▸ EXERCISE DETAILS
Nothing but the line with "Trace the outline of every instance of the orange" and the lines after it, through the end of the records below, is to be repeated, exactly as it is.

_ _ _ _ _

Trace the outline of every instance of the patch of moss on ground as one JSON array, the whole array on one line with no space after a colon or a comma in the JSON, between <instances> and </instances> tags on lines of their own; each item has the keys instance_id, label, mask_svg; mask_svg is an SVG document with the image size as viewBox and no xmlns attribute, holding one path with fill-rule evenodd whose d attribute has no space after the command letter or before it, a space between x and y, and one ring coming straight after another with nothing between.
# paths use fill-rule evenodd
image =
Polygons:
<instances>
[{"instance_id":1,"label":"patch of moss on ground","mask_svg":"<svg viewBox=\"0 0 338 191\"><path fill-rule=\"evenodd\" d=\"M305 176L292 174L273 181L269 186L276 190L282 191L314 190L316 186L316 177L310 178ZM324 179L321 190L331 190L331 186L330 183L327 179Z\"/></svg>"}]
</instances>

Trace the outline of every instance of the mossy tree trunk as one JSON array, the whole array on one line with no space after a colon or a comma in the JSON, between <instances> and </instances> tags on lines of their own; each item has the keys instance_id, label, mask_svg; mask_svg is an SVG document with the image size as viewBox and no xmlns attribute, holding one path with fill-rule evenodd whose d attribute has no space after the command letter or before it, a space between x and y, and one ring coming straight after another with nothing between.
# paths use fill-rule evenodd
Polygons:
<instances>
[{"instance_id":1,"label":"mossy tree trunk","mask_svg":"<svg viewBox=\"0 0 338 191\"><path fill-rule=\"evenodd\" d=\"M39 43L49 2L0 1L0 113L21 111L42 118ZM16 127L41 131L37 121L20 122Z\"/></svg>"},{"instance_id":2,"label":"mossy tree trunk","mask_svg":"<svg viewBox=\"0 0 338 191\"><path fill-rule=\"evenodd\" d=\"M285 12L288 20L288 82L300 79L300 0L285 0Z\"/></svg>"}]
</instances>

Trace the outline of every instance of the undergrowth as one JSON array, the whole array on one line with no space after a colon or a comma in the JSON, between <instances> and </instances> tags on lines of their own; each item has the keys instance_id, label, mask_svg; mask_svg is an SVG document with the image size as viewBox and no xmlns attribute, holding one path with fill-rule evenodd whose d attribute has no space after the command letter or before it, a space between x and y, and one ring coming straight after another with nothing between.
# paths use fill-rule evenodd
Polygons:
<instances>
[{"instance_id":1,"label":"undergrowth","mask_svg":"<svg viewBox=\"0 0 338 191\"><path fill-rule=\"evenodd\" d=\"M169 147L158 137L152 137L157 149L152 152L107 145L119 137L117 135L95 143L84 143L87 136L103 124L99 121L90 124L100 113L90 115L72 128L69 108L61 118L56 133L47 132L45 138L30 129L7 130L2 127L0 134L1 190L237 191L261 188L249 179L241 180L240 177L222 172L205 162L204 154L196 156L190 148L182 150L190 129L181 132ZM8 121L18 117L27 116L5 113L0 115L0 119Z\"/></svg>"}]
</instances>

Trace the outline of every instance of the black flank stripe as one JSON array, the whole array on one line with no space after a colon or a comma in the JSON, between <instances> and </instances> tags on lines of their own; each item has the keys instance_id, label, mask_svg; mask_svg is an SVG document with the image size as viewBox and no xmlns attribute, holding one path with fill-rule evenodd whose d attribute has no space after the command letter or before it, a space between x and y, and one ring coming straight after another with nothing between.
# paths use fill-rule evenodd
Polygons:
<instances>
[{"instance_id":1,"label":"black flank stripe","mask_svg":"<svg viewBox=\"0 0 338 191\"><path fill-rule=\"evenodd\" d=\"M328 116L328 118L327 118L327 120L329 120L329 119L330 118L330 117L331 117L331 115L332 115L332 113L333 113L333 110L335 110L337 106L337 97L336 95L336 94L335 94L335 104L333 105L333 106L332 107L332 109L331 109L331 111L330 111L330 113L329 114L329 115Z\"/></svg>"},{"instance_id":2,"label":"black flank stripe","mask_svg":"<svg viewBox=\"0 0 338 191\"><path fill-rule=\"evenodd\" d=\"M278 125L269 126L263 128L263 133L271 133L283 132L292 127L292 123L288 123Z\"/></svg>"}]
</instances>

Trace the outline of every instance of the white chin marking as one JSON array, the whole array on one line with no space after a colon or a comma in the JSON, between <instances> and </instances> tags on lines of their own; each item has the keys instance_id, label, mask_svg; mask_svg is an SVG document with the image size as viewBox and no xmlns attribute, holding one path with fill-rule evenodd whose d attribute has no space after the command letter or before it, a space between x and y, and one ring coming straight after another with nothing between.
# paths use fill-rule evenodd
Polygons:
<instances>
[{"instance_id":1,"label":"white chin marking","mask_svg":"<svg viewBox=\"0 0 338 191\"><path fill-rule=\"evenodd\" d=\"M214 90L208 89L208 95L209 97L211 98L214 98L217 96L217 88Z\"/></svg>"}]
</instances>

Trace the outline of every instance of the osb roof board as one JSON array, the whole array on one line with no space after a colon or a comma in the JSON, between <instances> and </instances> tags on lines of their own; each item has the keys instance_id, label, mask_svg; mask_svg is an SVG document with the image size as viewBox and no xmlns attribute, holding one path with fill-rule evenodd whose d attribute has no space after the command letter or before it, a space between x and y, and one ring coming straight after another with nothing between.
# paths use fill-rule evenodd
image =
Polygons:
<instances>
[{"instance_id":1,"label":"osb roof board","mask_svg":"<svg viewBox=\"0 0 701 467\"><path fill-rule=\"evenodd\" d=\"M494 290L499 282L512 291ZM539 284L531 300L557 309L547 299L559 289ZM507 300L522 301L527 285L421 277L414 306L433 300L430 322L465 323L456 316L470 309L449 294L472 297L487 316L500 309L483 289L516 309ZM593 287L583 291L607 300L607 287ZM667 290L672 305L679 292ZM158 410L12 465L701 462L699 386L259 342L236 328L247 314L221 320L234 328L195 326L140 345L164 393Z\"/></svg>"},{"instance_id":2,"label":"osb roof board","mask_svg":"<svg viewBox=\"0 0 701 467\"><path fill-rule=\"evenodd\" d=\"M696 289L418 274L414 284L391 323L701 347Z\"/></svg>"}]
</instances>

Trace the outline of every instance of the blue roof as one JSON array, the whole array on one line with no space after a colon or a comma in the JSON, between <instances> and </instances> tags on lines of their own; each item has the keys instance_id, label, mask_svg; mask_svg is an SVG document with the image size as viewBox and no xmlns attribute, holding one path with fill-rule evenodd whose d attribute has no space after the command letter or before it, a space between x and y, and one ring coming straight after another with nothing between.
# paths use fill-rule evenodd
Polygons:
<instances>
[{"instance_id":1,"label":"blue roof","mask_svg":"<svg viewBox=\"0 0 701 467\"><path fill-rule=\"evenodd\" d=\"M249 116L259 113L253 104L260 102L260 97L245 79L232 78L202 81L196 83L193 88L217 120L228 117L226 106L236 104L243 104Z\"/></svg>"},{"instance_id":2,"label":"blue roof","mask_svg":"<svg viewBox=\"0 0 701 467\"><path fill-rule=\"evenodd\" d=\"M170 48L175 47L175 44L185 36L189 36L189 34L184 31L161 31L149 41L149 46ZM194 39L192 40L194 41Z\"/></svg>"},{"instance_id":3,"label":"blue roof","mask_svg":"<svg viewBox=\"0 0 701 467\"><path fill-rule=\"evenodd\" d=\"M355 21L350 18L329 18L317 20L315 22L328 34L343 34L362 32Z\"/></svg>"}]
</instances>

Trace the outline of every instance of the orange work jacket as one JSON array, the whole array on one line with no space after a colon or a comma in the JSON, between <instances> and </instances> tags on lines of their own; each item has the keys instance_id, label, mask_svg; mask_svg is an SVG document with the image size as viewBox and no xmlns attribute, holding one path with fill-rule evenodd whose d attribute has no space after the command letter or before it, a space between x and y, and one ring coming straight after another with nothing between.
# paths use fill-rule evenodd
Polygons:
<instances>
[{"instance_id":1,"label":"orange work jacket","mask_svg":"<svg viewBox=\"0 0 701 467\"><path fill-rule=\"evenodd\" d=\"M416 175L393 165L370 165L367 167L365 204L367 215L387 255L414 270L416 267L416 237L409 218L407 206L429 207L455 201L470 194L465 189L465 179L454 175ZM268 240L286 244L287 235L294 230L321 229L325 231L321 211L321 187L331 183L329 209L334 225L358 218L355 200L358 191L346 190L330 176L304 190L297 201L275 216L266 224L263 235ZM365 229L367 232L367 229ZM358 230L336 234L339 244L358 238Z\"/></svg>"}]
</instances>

_ _ _ _ _

▸ WRITTEN SOLUTION
Trace the outline of every instance of the orange work jacket as one JSON array, the whole array on one line with no space after a colon or a comma in the JSON, between <instances> and </instances> tags on lines of their own; each item has the keys instance_id, label, mask_svg; mask_svg is an SVG document with the image size as viewBox and no xmlns attribute, holding one path with fill-rule evenodd whose d attribute has no space after the command letter or before it, a space between x and y, and one ring coming straight after another with nothing between.
# paths use fill-rule evenodd
Polygons:
<instances>
[{"instance_id":1,"label":"orange work jacket","mask_svg":"<svg viewBox=\"0 0 701 467\"><path fill-rule=\"evenodd\" d=\"M416 175L393 165L370 165L367 167L365 204L367 215L387 255L414 270L416 267L416 237L409 218L407 206L429 207L455 201L470 194L465 189L465 179L454 175ZM268 240L286 244L287 235L294 230L321 229L325 231L321 211L321 187L331 183L329 209L334 225L358 218L355 200L358 191L346 190L330 176L304 190L297 201L275 216L266 224L263 235ZM365 229L367 232L367 229ZM358 230L336 234L339 244L358 238Z\"/></svg>"}]
</instances>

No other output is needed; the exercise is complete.